→ What is required:
Omit all pictures and give the records below again exactly as written.

Start of Extracted material

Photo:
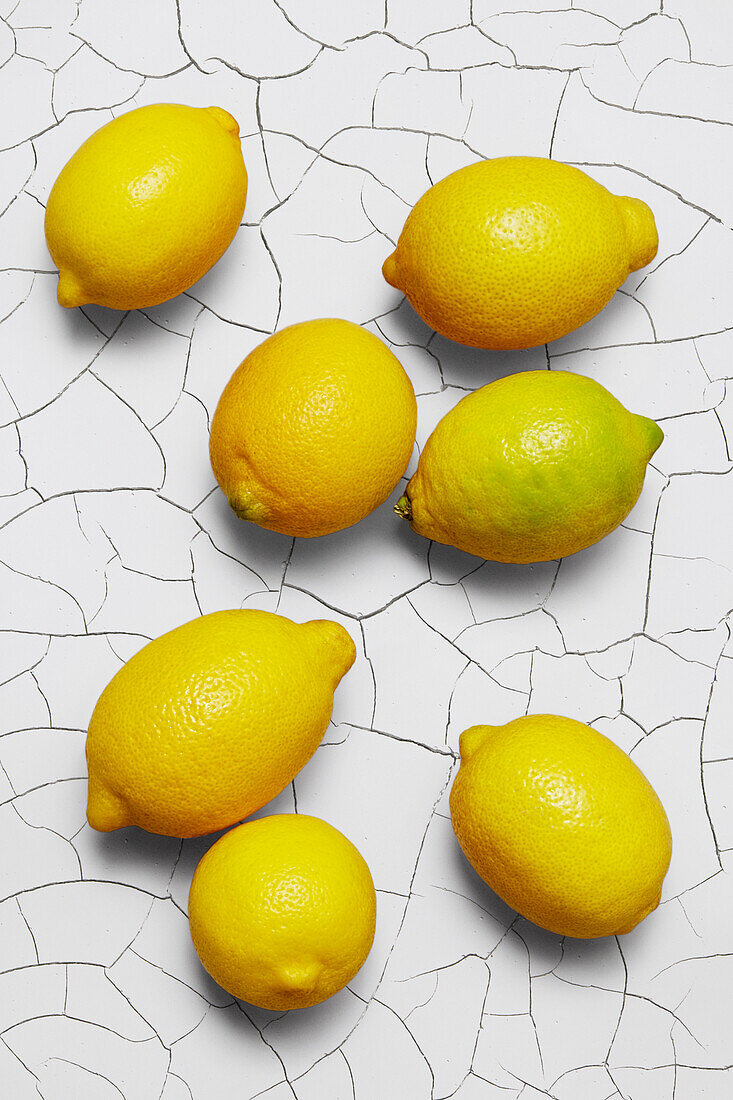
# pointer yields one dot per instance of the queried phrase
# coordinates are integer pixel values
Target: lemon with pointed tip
(283, 911)
(561, 824)
(209, 722)
(314, 429)
(517, 251)
(145, 206)
(529, 468)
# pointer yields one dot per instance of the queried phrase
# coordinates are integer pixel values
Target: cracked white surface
(112, 531)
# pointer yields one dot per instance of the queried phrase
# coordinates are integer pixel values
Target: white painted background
(112, 531)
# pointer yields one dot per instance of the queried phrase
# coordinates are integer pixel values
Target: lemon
(531, 468)
(282, 911)
(146, 206)
(314, 429)
(561, 824)
(209, 722)
(517, 251)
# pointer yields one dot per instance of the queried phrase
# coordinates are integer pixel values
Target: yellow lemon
(517, 251)
(146, 206)
(209, 722)
(314, 429)
(282, 911)
(529, 468)
(561, 824)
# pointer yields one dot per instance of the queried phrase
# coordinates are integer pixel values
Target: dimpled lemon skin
(146, 206)
(517, 251)
(282, 911)
(314, 429)
(529, 468)
(561, 824)
(209, 722)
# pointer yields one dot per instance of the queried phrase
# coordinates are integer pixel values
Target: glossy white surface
(113, 531)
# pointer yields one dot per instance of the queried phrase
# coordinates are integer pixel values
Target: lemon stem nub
(404, 508)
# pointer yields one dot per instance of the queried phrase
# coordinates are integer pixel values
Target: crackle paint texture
(112, 531)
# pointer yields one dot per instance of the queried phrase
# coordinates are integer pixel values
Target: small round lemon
(314, 429)
(283, 911)
(146, 206)
(561, 824)
(517, 251)
(209, 722)
(529, 468)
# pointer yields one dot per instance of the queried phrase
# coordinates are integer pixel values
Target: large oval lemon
(314, 429)
(531, 468)
(146, 206)
(209, 722)
(517, 251)
(561, 824)
(282, 911)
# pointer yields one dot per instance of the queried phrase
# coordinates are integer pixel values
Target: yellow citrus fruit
(561, 824)
(531, 468)
(146, 206)
(209, 722)
(517, 251)
(314, 429)
(282, 911)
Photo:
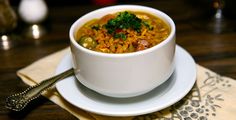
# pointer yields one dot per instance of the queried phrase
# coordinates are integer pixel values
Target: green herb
(120, 35)
(96, 27)
(145, 23)
(124, 20)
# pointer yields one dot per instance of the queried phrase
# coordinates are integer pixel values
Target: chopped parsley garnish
(124, 20)
(96, 27)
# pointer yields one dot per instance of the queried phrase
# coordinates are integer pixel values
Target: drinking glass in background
(33, 13)
(223, 18)
(8, 22)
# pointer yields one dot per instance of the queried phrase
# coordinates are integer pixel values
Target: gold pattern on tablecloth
(211, 98)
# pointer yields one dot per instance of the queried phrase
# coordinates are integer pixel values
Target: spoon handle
(18, 101)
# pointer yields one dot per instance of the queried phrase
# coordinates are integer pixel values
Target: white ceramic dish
(127, 74)
(174, 89)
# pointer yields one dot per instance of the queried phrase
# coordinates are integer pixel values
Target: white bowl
(127, 74)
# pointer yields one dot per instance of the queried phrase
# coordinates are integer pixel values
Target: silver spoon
(18, 101)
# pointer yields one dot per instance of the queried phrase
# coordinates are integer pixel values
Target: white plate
(170, 92)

End of Extracted material

→ Exercise solution:
Photo:
# pointer yields one dot per instance of the queried phrase
# coordinates are integer pixel values
Target: lemon with pointed tip
(283, 911)
(561, 824)
(209, 722)
(314, 429)
(517, 251)
(145, 206)
(529, 468)
# pointer yields one dot per instance of the queried phrase
# coordinates are integer pixel values
Target: cracked white surface
(112, 531)
# pointer yields one dot per instance of the queried phrase
# coordinates are integer pixel values
Target: white painted background
(112, 531)
# pointer yields one dot per instance of the queried phrase
# coordinates are integer pixel values
Target: lemon
(531, 468)
(282, 911)
(146, 206)
(314, 429)
(561, 824)
(209, 722)
(517, 251)
# pointer yields one dot per instance of the queried phrase
# coordinates are integer pixel values
Target: yellow lemon
(517, 251)
(146, 206)
(209, 722)
(314, 429)
(282, 911)
(529, 468)
(561, 824)
# pointer yields one dot per instance of the queried phrase
# coordinates are integer pixel values
Target: dimpled lemon skin
(146, 206)
(517, 251)
(282, 911)
(314, 429)
(529, 468)
(561, 824)
(209, 722)
# pointer yields one dot per instance of the queried phrase
# coordinates are integer pixel values
Target: glossy white surface
(113, 531)
# pointer yields one dot per instance of the queried phrase
# coordinates are integer pixel values
Target: lemon stem nub
(404, 508)
# pointer yields one dot per instance of the queried phrase
# coordinates are integer pixel values
Target: crackle paint texture
(112, 531)
# pointer yields one dot per instance of the queried phrase
# coordinates are integer pixel values
Target: small round lemon
(314, 429)
(283, 911)
(146, 206)
(561, 824)
(517, 251)
(209, 722)
(529, 468)
# pointer yields one dot per instance of the queried phrase
# coordinates are integer pixel values
Target: large oval lemon
(314, 429)
(531, 468)
(146, 206)
(209, 722)
(517, 251)
(561, 824)
(282, 911)
# pointer yields one dot per instance of the queried phrase
# coordinates are integer pixel values
Target: yellow citrus fruit
(561, 824)
(531, 468)
(146, 206)
(209, 722)
(517, 251)
(314, 429)
(282, 911)
Photo:
# pointer yields one dot per instance of the queried phrase
# coordinates are integer pixel values
Target: green herb
(120, 35)
(96, 27)
(145, 23)
(124, 20)
# pointer yields one dot per instance of the queried phrase
# coordinates are integer pixel values
Target: chopped parsley garnish
(124, 20)
(96, 27)
# pointer yields one dot per instance of the queried phrase
# coordinates are integer pixel values
Target: drinking glass in background
(33, 13)
(223, 18)
(8, 22)
# pointer yields one dot per instance of the queried phrase
# coordinates are integer pixel values
Target: gold pattern on tablecloth
(211, 98)
# pointer yields one dot per instance of the queried phrase
# coordinates are integer pixel values
Target: spoon handle
(18, 101)
# pointer yields one dot per instance of the queried phrase
# coordinates are integer pixel values
Target: white ceramic dish
(127, 74)
(174, 89)
# pointer yields one dot per instance of the queried phrase
# coordinates are integer pixel values
Target: white bowl
(127, 74)
# pointer yields one dot per instance of the queried phrase
# coordinates are integer pixel values
Target: silver spoon
(18, 101)
# pointer yields one dot per instance of the queried phrase
# coordinates are integer pixel values
Target: white plate
(170, 92)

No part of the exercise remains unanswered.